Prompt:
Render every line of the listing below as a JSON list of strings, one string per line, leaving out blank lines and the pictures.

Records for the task:
<<<<

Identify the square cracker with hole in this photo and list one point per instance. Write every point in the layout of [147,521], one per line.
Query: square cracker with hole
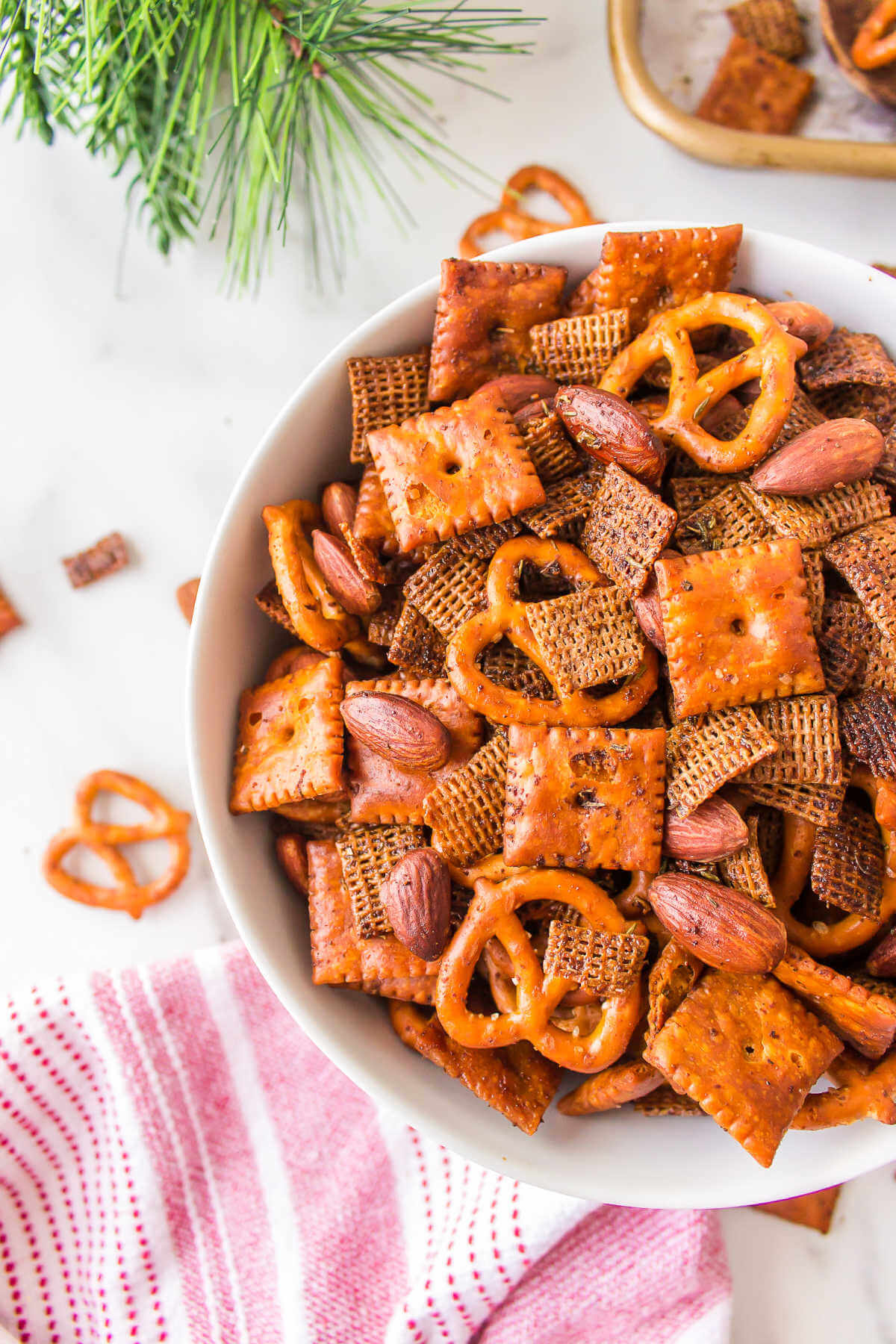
[382,791]
[289,739]
[585,797]
[482,319]
[747,1051]
[454,470]
[649,272]
[738,626]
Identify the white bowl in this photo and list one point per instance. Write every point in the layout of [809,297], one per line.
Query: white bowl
[618,1157]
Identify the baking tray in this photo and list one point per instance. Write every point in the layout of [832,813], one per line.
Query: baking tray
[719,144]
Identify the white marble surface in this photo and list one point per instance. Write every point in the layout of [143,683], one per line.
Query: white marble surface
[134,391]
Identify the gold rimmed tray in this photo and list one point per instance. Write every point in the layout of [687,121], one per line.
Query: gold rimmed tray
[719,144]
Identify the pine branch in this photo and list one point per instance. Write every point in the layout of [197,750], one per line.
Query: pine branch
[211,107]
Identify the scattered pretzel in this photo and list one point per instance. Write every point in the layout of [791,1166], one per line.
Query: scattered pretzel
[538,996]
[516,223]
[164,823]
[505,615]
[771,358]
[875,46]
[852,930]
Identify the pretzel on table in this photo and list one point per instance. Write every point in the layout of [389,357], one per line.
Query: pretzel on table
[127,893]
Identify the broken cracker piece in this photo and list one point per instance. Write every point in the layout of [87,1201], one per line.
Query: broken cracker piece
[105,557]
[746,1050]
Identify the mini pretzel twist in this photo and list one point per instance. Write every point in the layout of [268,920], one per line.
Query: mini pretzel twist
[505,615]
[795,865]
[771,358]
[492,914]
[875,46]
[317,617]
[164,823]
[862,1092]
[516,223]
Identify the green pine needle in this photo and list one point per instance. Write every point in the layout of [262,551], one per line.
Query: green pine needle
[210,107]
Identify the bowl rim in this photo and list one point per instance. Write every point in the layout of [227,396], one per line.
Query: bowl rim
[354,1063]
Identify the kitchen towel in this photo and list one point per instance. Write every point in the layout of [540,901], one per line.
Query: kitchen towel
[179,1163]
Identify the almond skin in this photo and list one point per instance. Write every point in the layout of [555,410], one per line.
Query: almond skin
[828,455]
[399,730]
[882,961]
[339,503]
[606,428]
[343,577]
[714,831]
[803,320]
[516,390]
[417,897]
[722,927]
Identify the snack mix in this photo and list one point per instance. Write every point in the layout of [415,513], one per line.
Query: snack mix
[583,754]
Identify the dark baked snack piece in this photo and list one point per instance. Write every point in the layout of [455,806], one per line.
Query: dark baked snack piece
[585,797]
[482,320]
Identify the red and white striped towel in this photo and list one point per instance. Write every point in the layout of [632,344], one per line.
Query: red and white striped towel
[178,1163]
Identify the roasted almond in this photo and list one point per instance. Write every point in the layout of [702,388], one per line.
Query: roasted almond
[417,897]
[339,503]
[516,390]
[803,320]
[829,455]
[532,411]
[343,577]
[399,730]
[714,831]
[882,961]
[722,927]
[606,428]
[293,860]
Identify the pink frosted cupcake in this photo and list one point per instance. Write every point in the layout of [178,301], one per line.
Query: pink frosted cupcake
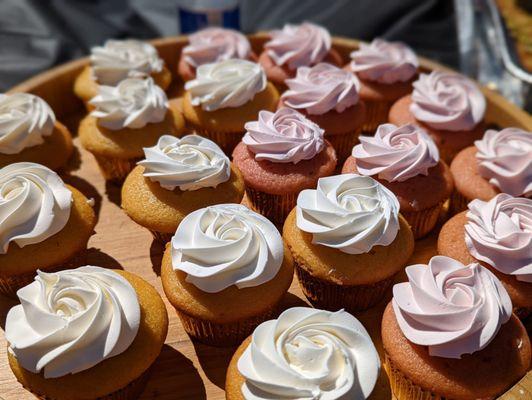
[328,96]
[500,162]
[386,71]
[449,106]
[211,45]
[296,46]
[281,154]
[406,161]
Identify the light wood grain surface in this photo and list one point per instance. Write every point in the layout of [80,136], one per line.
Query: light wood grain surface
[186,370]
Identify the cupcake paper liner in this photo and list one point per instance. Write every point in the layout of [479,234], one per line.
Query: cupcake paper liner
[403,388]
[223,335]
[10,284]
[115,169]
[376,114]
[275,207]
[332,297]
[422,222]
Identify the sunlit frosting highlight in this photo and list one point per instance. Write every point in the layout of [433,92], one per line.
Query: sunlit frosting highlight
[396,153]
[69,321]
[225,84]
[309,354]
[499,232]
[505,159]
[349,212]
[34,204]
[384,62]
[452,308]
[225,245]
[285,136]
[298,45]
[189,163]
[25,119]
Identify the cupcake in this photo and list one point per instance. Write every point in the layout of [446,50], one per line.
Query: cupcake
[449,333]
[500,162]
[348,241]
[281,154]
[497,234]
[30,132]
[211,45]
[225,271]
[328,96]
[117,60]
[179,176]
[85,333]
[406,161]
[45,224]
[449,106]
[127,118]
[223,97]
[305,354]
[386,71]
[296,46]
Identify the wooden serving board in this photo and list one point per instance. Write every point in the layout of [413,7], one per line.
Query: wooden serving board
[188,370]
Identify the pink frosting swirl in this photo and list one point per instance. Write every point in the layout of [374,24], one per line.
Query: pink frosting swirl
[285,136]
[447,101]
[396,153]
[215,44]
[452,308]
[299,45]
[505,159]
[321,88]
[384,62]
[499,232]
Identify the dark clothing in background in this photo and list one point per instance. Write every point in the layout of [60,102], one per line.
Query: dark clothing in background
[38,34]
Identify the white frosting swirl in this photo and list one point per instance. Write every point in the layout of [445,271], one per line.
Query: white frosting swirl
[225,84]
[34,204]
[227,244]
[133,103]
[71,320]
[189,163]
[24,120]
[310,354]
[117,60]
[505,159]
[499,232]
[349,212]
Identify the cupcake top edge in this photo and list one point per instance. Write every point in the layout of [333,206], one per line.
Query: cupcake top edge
[34,204]
[284,136]
[224,245]
[25,120]
[349,212]
[452,308]
[71,320]
[309,353]
[188,163]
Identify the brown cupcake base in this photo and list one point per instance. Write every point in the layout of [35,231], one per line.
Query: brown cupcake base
[223,335]
[275,207]
[334,297]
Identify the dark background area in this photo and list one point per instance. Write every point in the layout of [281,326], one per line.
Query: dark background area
[37,34]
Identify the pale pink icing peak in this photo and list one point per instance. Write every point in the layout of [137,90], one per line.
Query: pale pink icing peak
[384,62]
[299,45]
[396,153]
[499,232]
[505,159]
[321,88]
[447,101]
[214,44]
[285,136]
[452,308]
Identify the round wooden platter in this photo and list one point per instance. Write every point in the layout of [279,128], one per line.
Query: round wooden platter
[185,369]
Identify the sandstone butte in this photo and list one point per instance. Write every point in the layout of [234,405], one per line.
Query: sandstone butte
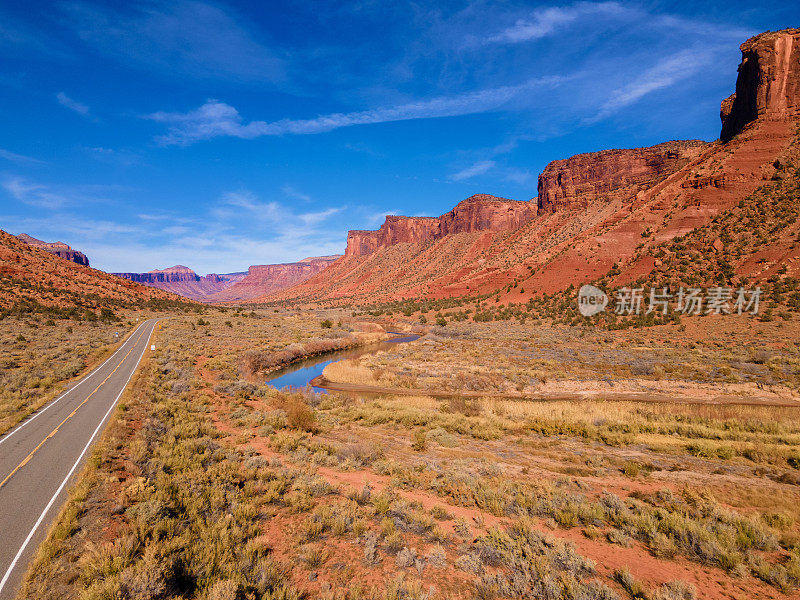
[593,210]
[242,286]
[57,280]
[60,249]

>>>>

Right answer:
[
  "Identify the square cracker with hole in this photo and list one point per instance. Write every point in the layout of [147,521], one per line.",
  "Query: square cracker with hole",
  "[382,791]",
  "[289,739]",
  "[585,797]",
  "[482,319]",
  "[747,1051]",
  "[454,470]",
  "[649,272]",
  "[738,626]",
  "Identify the white bowl in this photo and list one point per instance. Write every point in the layout of [809,297], one per line.",
  "Query: white bowl",
  "[618,1157]",
  "Identify the baking tray in this photo and list one point per instance. Write every point in the layout of [832,813], one per line.",
  "Query: baking tray",
  "[719,144]",
  "Identify the white marble surface in this photo and list one point per instance. Write every point in the layout of [143,683], one per line.",
  "Query: white marble surface",
  "[134,391]",
  "Identify the gold rimmed tray in this photo and list one point per instance. Write every point in the layout of [687,121], one per line.",
  "Query: gold rimmed tray",
  "[719,144]",
  "Identify the pine branch in this photo and list one point per instance. Write every point in the layout of [197,750], one per line.",
  "Query: pine branch",
  "[211,107]",
  "Identify the scattered pretzel in this photo and list one point per instance. Write every point in the layout of [791,1166], one per line.",
  "Query: scattered pretzel",
  "[538,996]",
  "[516,223]",
  "[164,823]",
  "[505,615]",
  "[771,358]",
  "[875,46]",
  "[852,930]",
  "Identify the pretzel on table in this photo and list one point per instance. Write every point in the layout of [389,357], one per line.",
  "Query: pretzel on table",
  "[127,893]",
  "Identify the broken cracker piece in this photo and list one point per instance. Write every point in the layout of [87,1201], one per line.",
  "Query: broken cracker piece",
  "[105,557]",
  "[746,1050]",
  "Identify the mini pretzel twist in this photo and list one point per instance. Write every point in the layout of [268,920], one per line.",
  "Query: mini pretzel twist",
  "[505,615]",
  "[795,865]",
  "[771,358]",
  "[492,914]",
  "[875,46]",
  "[317,617]",
  "[164,823]",
  "[862,1092]",
  "[516,223]",
  "Identify the green pine needle in this photo and list one point per instance. Write every point in the layout of [262,551], one per line.",
  "Query: green pine needle",
  "[210,107]",
  "Identify the bowl rim in this photo and list one point per instance. Write every point in the layout of [227,396], one per line.",
  "Query: bowl rim",
  "[354,1063]",
  "Identify the kitchen towel in this photo and list one point per instance. Write every point in the layout of [540,901], one per line.",
  "Query: kitchen towel",
  "[179,1163]",
  "Identify the almond skin in this photo and list one point per instance. Write every point in the layout of [555,410], one per line.",
  "Query: almond skin",
  "[828,455]",
  "[399,730]",
  "[882,961]",
  "[339,503]",
  "[606,428]",
  "[343,577]",
  "[714,831]",
  "[803,320]",
  "[516,390]",
  "[417,897]",
  "[722,927]",
  "Identify the snack mix in this photo and list one point per instance. Write every point in the layout of [415,513], one per line.",
  "Query: snack mix",
  "[583,754]",
  "Identify the dark baked snack piece in this photo and list one point per instance. Write every point in the layout of [455,806], one per line.",
  "Query: dark baked snack piece",
  "[585,797]",
  "[482,320]",
  "Identify the red and white striped towel in this photo and list one point per instance. Write every point in the layout of [632,344], one per line.",
  "Query: red and white striped towel",
  "[178,1163]",
  "Identify the roasted almond in this photo and list one point per instance. Write every point in the layout of [702,388], one per line.",
  "Query: roasted almond",
  "[417,897]",
  "[339,503]",
  "[516,390]",
  "[803,320]",
  "[829,455]",
  "[532,411]",
  "[343,577]",
  "[399,730]",
  "[714,831]",
  "[882,961]",
  "[722,927]",
  "[606,428]",
  "[293,860]",
  "Identify the pink frosted cupcake in this photo and list one point per instance. Write every point in the layout of [178,301], one per line.",
  "Query: pink frosted cupcake",
  "[328,96]",
  "[500,162]",
  "[386,71]",
  "[449,106]",
  "[211,45]",
  "[296,46]",
  "[281,154]",
  "[406,161]",
  "Identify the light wood grain surface in this photo and list one point per instance. Write every point in the layout of [80,136], one per line.",
  "Query: light wood grain surface",
  "[186,370]",
  "Identify the cupcake paper liner in this photo and list one point per instance. Write every point in the layout of [479,234], one per line.",
  "Query: cupcake paper liner",
  "[403,388]",
  "[223,335]",
  "[10,284]",
  "[115,169]",
  "[376,114]",
  "[275,207]",
  "[332,297]",
  "[422,222]",
  "Identify the sunlit frosting highlight in this photo and list one point per instance. Write every point in the layout of [433,92], one per line.",
  "Query: sunlit frosting highlight",
  "[396,153]",
  "[69,321]",
  "[225,84]",
  "[309,354]",
  "[499,232]",
  "[505,159]",
  "[349,212]",
  "[34,204]",
  "[384,62]",
  "[452,308]",
  "[225,245]",
  "[285,136]",
  "[298,45]",
  "[189,163]",
  "[25,119]",
  "Identify the cupcake in this photo and list one point per instance. Write every point in the layout of [446,50], one per line.",
  "Query: cupcake",
  "[449,333]",
  "[500,162]",
  "[348,241]",
  "[281,154]",
  "[497,234]",
  "[30,132]",
  "[211,45]",
  "[225,271]",
  "[328,96]",
  "[117,60]",
  "[179,176]",
  "[85,333]",
  "[406,161]",
  "[45,224]",
  "[449,106]",
  "[127,118]",
  "[223,97]",
  "[305,354]",
  "[386,71]",
  "[296,46]",
  "Identify the wooden serving board in this photo and list one point per instance. Write every point in the layout of [413,7], one per line.",
  "Query: wooden serving board",
  "[188,370]",
  "Identify the pink frosting swirl in this photo and list one point per instance. Write every point in the layout of [374,24], one per line.",
  "Query: pink frosting swirl",
  "[285,136]",
  "[447,101]",
  "[396,153]",
  "[215,44]",
  "[452,308]",
  "[299,45]",
  "[505,159]",
  "[321,88]",
  "[384,62]",
  "[499,232]",
  "Identify the dark clothing in background in this photo and list one point per instance. Write every point in the layout of [60,102], one per line.",
  "Query: dark clothing in background",
  "[38,34]",
  "Identify the white frosting swirl in this photo and list one point per instance. Write every point in the layout of [445,271], one per line.",
  "Query: white frosting swirl",
  "[225,84]",
  "[34,204]",
  "[227,244]",
  "[133,103]",
  "[71,320]",
  "[189,163]",
  "[24,120]",
  "[310,354]",
  "[117,60]",
  "[505,159]",
  "[499,232]",
  "[349,212]",
  "Identify the cupcake top edge in this photo and list one point per instance. Write every point in the layout of [333,206], one per line.",
  "Query: cupcake top edge",
  "[34,204]",
  "[284,136]",
  "[224,245]",
  "[25,120]",
  "[349,212]",
  "[452,308]",
  "[71,320]",
  "[309,353]",
  "[188,163]",
  "Identify the brown cupcake base in this photo and list one point per instance. Write every point in the layout of [35,231], one per line.",
  "Query: brown cupcake base",
  "[223,335]",
  "[275,207]",
  "[334,297]",
  "Identify the dark background area in this photo and list one point per instance. Write every point in the layout of [281,326], one per line.",
  "Query: dark background area",
  "[37,34]",
  "Identify the pale pink icing peak in this photo and list one point per instance. Write every point in the layout of [137,90], one per line.",
  "Query: pale pink icing peak",
  "[384,62]",
  "[299,45]",
  "[396,153]",
  "[499,232]",
  "[505,159]",
  "[321,88]",
  "[447,101]",
  "[214,44]",
  "[285,136]",
  "[452,308]",
  "Identify the round wooden platter in this photo and list one point per instance. Write every point in the layout of [279,128], one per line.",
  "Query: round wooden platter",
  "[185,369]",
  "Identify the sandstone butte in this photo and list one point per instance. Write every point in the layout of [234,405], one per line.",
  "Query: sandstone butte",
  "[593,210]",
  "[242,286]",
  "[57,280]",
  "[60,249]"
]